WHAT TO PRODUCE: Rewrite all of the items below with "sample" switched to "pattern" everywhere it occurs. Leave every other character as it is.

--- start of EXTRACTED MATERIAL ---

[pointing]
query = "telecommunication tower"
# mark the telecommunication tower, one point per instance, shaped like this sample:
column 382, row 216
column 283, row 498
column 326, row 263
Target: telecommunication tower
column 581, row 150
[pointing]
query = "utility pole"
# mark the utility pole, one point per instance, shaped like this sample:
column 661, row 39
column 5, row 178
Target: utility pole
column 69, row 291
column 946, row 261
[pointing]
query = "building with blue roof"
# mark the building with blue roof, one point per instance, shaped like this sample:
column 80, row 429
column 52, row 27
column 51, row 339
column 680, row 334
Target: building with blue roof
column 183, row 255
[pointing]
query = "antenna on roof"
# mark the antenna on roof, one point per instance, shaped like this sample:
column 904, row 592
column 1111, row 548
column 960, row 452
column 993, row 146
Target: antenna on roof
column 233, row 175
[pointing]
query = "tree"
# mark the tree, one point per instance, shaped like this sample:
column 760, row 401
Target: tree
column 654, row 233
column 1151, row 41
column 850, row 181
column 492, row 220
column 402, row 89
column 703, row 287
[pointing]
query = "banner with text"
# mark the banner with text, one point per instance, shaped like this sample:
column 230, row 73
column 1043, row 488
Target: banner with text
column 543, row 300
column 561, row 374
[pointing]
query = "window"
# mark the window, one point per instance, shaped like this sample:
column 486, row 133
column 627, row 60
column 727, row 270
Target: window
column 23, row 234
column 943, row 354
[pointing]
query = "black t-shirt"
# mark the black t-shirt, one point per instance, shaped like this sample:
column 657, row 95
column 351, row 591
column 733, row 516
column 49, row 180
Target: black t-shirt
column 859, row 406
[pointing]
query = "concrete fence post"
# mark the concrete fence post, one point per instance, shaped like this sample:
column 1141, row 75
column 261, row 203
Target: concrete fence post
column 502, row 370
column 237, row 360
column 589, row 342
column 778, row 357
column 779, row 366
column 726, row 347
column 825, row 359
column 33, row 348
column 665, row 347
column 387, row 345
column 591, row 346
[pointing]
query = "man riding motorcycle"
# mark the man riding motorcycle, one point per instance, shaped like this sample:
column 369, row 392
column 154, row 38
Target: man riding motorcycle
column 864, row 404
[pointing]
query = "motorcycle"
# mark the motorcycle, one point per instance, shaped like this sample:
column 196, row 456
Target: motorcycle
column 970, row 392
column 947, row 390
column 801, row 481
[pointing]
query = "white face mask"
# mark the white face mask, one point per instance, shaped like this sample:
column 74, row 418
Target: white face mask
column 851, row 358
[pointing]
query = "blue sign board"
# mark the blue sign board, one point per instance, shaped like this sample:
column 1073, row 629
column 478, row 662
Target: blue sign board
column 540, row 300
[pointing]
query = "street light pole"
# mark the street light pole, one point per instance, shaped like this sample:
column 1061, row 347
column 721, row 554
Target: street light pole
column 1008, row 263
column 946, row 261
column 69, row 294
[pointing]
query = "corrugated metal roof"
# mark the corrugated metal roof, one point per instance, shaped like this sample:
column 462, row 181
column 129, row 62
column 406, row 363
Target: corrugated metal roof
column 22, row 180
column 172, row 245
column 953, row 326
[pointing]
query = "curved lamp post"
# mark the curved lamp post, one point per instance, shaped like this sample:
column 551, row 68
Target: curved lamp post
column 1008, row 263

--- end of EXTRACTED MATERIAL ---

THE SOLUTION:
[pointing]
query = "telecommunication tower"
# mark the telecommunication tower, one point per instance, shaped like this pattern:
column 382, row 216
column 283, row 498
column 326, row 263
Target: telecommunication tower
column 581, row 150
[pointing]
query = "utility pole"
# mark the utility pole, one point per instance, shaped like this pattern:
column 661, row 39
column 5, row 178
Target: utility pole
column 69, row 291
column 946, row 261
[pointing]
query = "building with blue roof"
# mark the building with blue roof, one point per instance, shaped like this pattern:
column 80, row 429
column 52, row 27
column 51, row 339
column 680, row 334
Target: building with blue roof
column 183, row 255
[pointing]
query = "antenna on roof"
# mark the antenna on roof, one point per instance, shaped like this pattern:
column 904, row 592
column 1111, row 548
column 960, row 452
column 993, row 146
Target: antenna on roof
column 233, row 175
[pointing]
query = "tree"
# mark the tree, one point per instance, shaped like this pattern:
column 760, row 401
Target: tree
column 654, row 233
column 1151, row 41
column 850, row 181
column 492, row 220
column 402, row 89
column 703, row 287
[pointing]
query = "banner with text"
# mark the banner with text, one point per instance, shaped like this pattern:
column 230, row 73
column 1043, row 488
Target: banner with text
column 543, row 300
column 561, row 374
[pointing]
query = "window"
# mark the window, one point per instance, shaped like this pattern:
column 486, row 133
column 627, row 60
column 727, row 270
Target: window
column 23, row 234
column 943, row 354
[pointing]
query = "black t-shirt"
# mark the black t-shirt, one point per instance, shaped like this pattern:
column 657, row 95
column 351, row 591
column 733, row 516
column 49, row 180
Target: black t-shirt
column 859, row 406
[pointing]
query = "concrete fence post"
# mark the concrete fence post, one point per instance, shaped like this pattern:
column 1141, row 75
column 261, row 203
Target: concrete fence post
column 502, row 370
column 237, row 360
column 589, row 342
column 778, row 357
column 779, row 366
column 726, row 347
column 825, row 359
column 33, row 348
column 665, row 347
column 387, row 345
column 591, row 346
[pointing]
query = "man riding motorcycle"
# mark the man riding motorcycle, one point per instance, shaped like this pattern:
column 369, row 392
column 154, row 38
Target: man riding motorcycle
column 864, row 404
[pointing]
query = "motorcycle"
# mark the motorcycle, one point per instance, shaped like this pattern:
column 196, row 456
Target: motorcycle
column 970, row 392
column 947, row 390
column 801, row 481
[pointing]
query = "white face mask"
# mark the white face mask, one point per instance, shaped like this pattern:
column 74, row 418
Target: white face mask
column 851, row 358
[pointing]
query = "blue sign board"
# mark the blue sign board, one point per instance, shaped like this pattern:
column 1073, row 629
column 478, row 662
Target: blue sign board
column 540, row 300
[pointing]
query = "street light pole"
# mark the street light pole, one point per instance, shaped like this pattern:
column 1061, row 347
column 721, row 554
Target: street light pole
column 1008, row 263
column 946, row 261
column 69, row 294
[pointing]
query = "corrugated metal roof"
# mark the corrugated metal roof, one point per instance, shaped like this pattern:
column 462, row 181
column 129, row 62
column 406, row 363
Target: corrugated metal roof
column 22, row 180
column 172, row 245
column 953, row 326
[pointing]
query = "curved lamp post"
# mark the curved lamp post, one point per instance, shaped like this pattern:
column 551, row 68
Target: curved lamp post
column 1008, row 263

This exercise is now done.